[Start of Attachment]
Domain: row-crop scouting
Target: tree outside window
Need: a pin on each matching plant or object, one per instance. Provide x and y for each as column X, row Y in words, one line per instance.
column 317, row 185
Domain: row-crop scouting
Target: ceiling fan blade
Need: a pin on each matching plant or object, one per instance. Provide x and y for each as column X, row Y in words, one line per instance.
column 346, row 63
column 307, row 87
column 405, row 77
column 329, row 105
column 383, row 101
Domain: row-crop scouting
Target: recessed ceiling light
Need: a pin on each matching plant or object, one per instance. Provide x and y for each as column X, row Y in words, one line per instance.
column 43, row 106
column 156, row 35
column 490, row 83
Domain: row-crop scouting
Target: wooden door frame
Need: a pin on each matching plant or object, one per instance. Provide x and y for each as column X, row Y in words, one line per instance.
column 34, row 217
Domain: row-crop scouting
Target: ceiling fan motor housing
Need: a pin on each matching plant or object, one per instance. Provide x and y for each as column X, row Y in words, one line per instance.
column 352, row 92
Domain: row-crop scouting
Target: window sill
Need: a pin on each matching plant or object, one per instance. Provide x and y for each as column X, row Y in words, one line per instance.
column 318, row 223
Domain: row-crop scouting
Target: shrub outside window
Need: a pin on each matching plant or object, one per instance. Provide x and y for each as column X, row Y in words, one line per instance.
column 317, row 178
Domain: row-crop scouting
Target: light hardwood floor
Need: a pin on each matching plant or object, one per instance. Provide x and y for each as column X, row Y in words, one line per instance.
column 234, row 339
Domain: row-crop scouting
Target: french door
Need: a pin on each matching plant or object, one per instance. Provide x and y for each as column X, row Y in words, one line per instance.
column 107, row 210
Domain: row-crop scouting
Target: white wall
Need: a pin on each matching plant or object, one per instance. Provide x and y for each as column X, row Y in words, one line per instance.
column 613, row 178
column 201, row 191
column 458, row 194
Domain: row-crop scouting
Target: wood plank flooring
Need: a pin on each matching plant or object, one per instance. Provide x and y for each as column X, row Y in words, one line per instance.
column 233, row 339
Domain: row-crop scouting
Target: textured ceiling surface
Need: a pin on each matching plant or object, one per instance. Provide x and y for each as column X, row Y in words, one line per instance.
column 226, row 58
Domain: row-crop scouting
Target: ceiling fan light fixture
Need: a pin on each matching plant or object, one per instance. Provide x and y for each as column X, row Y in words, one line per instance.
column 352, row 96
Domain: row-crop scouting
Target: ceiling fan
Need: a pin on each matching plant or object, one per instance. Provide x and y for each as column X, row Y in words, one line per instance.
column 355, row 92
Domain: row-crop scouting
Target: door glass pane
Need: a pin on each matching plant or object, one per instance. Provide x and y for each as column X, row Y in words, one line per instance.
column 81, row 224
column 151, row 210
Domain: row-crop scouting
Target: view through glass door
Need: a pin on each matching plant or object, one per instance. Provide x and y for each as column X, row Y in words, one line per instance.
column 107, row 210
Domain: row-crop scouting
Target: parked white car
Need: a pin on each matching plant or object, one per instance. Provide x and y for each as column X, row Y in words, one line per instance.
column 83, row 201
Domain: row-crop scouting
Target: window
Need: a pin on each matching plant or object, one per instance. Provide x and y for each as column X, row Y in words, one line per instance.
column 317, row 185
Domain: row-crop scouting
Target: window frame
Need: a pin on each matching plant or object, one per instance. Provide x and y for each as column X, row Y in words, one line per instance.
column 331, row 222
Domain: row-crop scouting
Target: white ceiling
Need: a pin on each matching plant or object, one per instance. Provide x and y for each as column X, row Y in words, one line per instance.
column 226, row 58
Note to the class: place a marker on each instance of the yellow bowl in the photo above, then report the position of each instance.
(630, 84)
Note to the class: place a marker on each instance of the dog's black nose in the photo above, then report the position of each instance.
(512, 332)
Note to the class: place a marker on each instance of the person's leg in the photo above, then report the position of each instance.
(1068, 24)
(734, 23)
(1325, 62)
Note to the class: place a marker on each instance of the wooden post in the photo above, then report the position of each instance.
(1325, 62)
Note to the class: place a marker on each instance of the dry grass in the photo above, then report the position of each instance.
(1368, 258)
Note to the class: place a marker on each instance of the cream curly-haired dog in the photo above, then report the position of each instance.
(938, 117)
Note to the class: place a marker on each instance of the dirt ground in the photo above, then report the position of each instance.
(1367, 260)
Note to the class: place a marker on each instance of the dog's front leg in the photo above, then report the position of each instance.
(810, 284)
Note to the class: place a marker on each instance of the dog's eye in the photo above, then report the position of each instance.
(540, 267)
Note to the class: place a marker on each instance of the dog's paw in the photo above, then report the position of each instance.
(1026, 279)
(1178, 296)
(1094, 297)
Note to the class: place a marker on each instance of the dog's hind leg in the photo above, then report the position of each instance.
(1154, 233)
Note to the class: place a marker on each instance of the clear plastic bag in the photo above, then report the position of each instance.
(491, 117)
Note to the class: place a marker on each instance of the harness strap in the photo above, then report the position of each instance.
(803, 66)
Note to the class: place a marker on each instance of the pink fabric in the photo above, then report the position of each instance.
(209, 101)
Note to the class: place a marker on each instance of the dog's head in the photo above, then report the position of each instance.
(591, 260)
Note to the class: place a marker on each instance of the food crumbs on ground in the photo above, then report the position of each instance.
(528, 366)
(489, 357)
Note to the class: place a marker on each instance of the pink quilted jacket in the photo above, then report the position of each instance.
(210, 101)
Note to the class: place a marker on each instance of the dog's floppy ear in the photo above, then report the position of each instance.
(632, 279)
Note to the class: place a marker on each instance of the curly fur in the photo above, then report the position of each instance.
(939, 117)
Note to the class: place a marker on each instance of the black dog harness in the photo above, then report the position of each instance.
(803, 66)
[End of Attachment]
Copy out the lines above that hold the string "light".

Target: recessed ceiling light
Target: light hardwood floor
Target: ceiling fan light fixture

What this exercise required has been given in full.